CONSIGNE: Indiquez si chacune des affirmations suivantes concorde avec l’article sur le sondage de l’Institut israélien de la démocratie, en répondant par oui ou par non et en citant textuellement les mots décisifs de l’article. (a) 68 % des Israéliens juifs s’opposent au transfert de l’aide humanitaire aux habitants de Gaza. (b) Chez les Israéliens juifs de droite, l’opposition atteint 90 %. (c) Selon le dépistage de l’UNICEF dans le nord de Gaza, un enfant de moins de deux ans sur six souffre de malnutrition aiguë.

-------- EXTRAIT À LIRE --------

Un nouveau sondage de l’Institut israélien de la démocratie montre que 68% des Israéliens juifs s’opposent au « transfert de l’aide humanitaire aux résidents de Gaza ».
Par Jonathan Ofir 23 février 2024
Des manifestants israéliens se rassemblent près de la barrière frontalière avec l’Égypte au poste frontière de Nitzana, dans le sud d’Israël, le 18 février 2024, alors qu’ils tentent d’empêcher les camions d’aide humanitaire d’entrer en Israël pour se rendre dans la bande de Gaza. (Photo : GIL COHEN-MAGEN/AFP via Getty Images) |
Il s’agit là d’une donnée choquante. L’Institut israélien de la démocratie a publié cette semaine une enquête montrant que plus des deux tiers des Israéliens juifs – soit 68 % – s’opposent au « transfert de l’aide humanitaire aux habitants de Gaza à l’heure actuelle ».
Pire encore, le sondage a abaissé la barre pour exclure toute opposition possible à l’UNRWA (qu’Israël incite à combattre) ou aux autorités du Hamas (qu’Israël considère comme des terroristes). En vain. Plus des deux tiers s’opposent toujours à l’aide humanitaire « via des organismes internationaux qui ne sont pas liés au Hamas ou à l’UNRWA… Une majorité de répondants juifs (68 %) s’oppose au transfert de l’aide humanitaire même dans ces conditions », note l’enquête.
Les chiffres sont pires lorsqu’il s’agit des Israéliens juifs de droite, où l’opposition atteint 80 %, soit quatre sur cinq. Il faut savoir qu’environ 2/3 des électeurs israéliens sont considérés comme étant de droite.
Il faut vraiment s’arrêter là. Nous nous trouvons dans une situation où les Palestiniens de Gaza meurent de faim, où les gens consomment des aliments pour animaux dans leur désespoir. La semaine dernière, le Programme alimentaire mondial des Nations unies a indiqué que des habitants de Gaza « mouraient déjà de causes liées à la faim », et un dépistage nutritionnel de l’UNICEF dans le nord de Gaza a révélé qu’un enfant de moins de deux ans sur six souffrait de malnutrition aiguë. Les Israéliens ne sont pas complètement ignorants. Ils soutiennent un génocide à une écrasante majorité.
Il est désormais courant dans la société israélienne de discuter de l’âge à partir duquel il est acceptable d’affamer les enfants. Lors d’une récente discussion sur le programme d’information d’une grande chaîne publique, un ancien responsable du Mossad et l’animateur chevronné sont parvenus à un consensus sur le fait qu’il était légitime d’affamer les enfants de plus de 4 ans.
Une grande partie du monde, y compris les États-Unis, semble nier le caractère meurtrier et explicitement génocidaire de la société israélienne. Nancy Pelosi ne cesse de parler d’Israël comme de « la seule démocratie de la région » alors que les Israéliens eux-mêmes soutiennent l’affamement des enfants. Les gens ne semblent pas comprendre.

-------- LIGNES DE DONNÉES --------

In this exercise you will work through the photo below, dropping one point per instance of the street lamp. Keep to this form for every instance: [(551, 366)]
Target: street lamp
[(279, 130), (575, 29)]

--------

RÉPONSE FINALE:
(a) Oui : “plus des deux tiers des Israéliens juifs – soit 68 % – s’opposent au « transfert de l’aide humanitaire aux habitants de Gaza à l’heure actuelle »”.
(b) Non : “l’opposition atteint 80 %, soit quatre sur cinq”.
(c) Oui : “un enfant de moins de deux ans sur six souffrait de malnutrition aiguë”.